Aim A: In the court opinion, what kind of policy is the action brought upon?
Aim B: Do these statements agree with the court opinion? For each, answer yes or no and quote the words that decide it. (i) The complaint specifically alleges that the insured property was destroyed by fire. (ii) To recover, the plaintiff must allege and prove that the insured property was destroyed or injured by fire. (iii) The remark about a premium on bad pleading is attributed to the Court of Appeals.
Aim C: Reproduce the court opinion's text from "But the loose" to "N. Y. 46-53.".

=== Extract ===

100 N.Y.S. 399 | N.Y. Sup. Ct. | 1906
This action is brought upon an ordinary fire insurance policy. In order to recover, the plaintiff must allege and prove that the insured property was destroyed or injured by fire. This fact is not specifically alleged, but the court is asked to infer the same from all the allegations of the complaint.
It is true that, when parties proceed to the trial of an issue of law or fact upon an uncertain or equivocal pleading, the court must regard every allegation which is expressly, impliedly or argumentatively averred, and so give effect to every fact which can, by reasonable and fair intendment, be implied from the entire pleading. Marie v. Garrison, 83 N. Y. 14; Sanders v. Soutter, 126 id. 193; Sage v. Culver, 141 id. 241.
But the loose application of this rule in practice has tended to reduce the science of pleading to the art of wording an allegation so indefinitely that as many different constructions may be placed upon it as the various necessities of the pleader demand. As recently said by the Court of Appeals, it may be doubtful if it has not set a positive premium on bad pleading. O’Connor v. Virginia Passenger & Power Co., 184 N. Y. 46-53.

=== Excerpted data ===

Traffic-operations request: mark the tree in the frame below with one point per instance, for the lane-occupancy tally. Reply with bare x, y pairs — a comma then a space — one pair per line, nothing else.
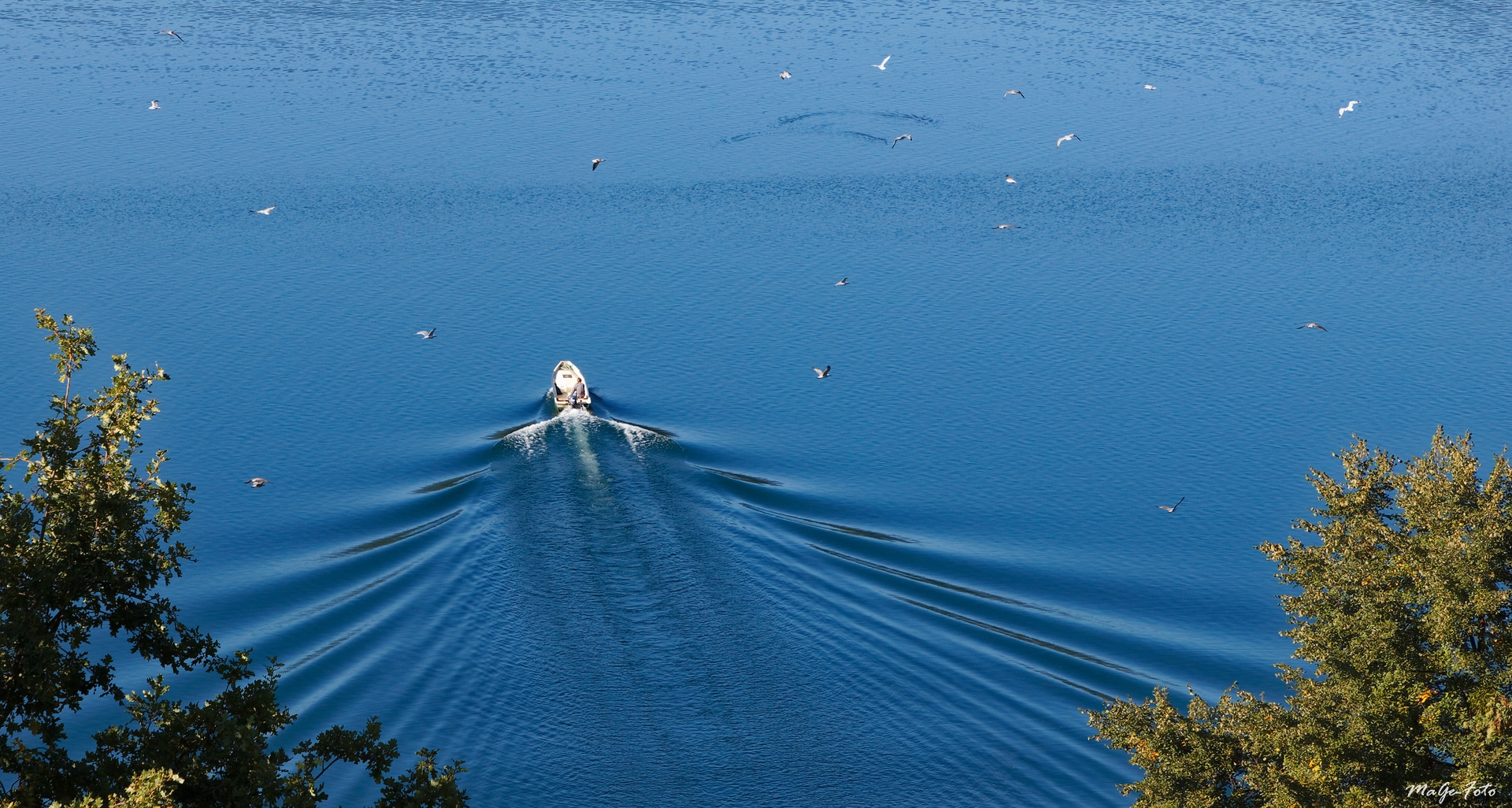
87, 547
1400, 612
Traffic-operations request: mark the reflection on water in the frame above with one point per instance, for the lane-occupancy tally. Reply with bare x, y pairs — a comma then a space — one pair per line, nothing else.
737, 584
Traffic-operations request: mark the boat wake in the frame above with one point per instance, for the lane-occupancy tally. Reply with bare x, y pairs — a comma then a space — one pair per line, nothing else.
596, 607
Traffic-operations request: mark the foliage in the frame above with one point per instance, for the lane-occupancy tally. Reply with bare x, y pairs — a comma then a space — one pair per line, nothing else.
147, 790
1400, 613
87, 548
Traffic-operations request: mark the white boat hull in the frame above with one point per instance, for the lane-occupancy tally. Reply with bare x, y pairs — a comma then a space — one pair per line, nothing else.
567, 379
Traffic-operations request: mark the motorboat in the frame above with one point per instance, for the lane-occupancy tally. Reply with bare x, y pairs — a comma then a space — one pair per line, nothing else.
569, 387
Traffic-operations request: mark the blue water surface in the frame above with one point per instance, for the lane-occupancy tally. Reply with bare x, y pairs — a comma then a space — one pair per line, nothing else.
736, 583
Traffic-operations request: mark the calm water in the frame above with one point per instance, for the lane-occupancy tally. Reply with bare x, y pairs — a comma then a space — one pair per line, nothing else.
894, 586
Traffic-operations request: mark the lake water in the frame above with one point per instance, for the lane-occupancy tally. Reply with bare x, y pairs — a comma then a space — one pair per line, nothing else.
736, 583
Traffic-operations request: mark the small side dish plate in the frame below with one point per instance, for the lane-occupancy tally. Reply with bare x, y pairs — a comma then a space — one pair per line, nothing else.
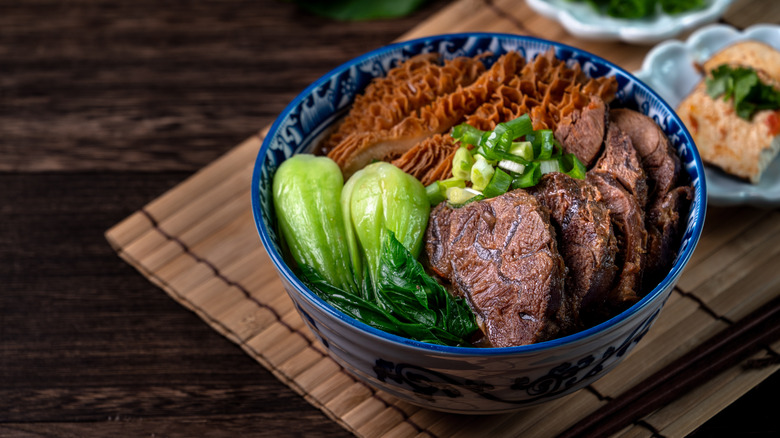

===

Exercise response A: An ordinary fire insurance policy.

Exercise response B:
(i) No: "This fact is not specifically alleged"
(ii) Yes: "the plaintiff must allege and prove that the insured property was destroyed or injured by fire"
(iii) Yes: "As recently said by the Court of Appeals, it may be doubtful if it has not set a positive premium on bad pleading"

Exercise response C:
But the loose application of this rule in practice has tended to reduce the science of pleading to the art of wording an allegation so indefinitely that as many different constructions may be placed upon it as the various necessities of the pleader demand. As recently said by the Court of Appeals, it may be doubtful if it has not set a positive premium on bad pleading. O’Connor v. Virginia Passenger & Power Co., 184 N. Y. 46-53.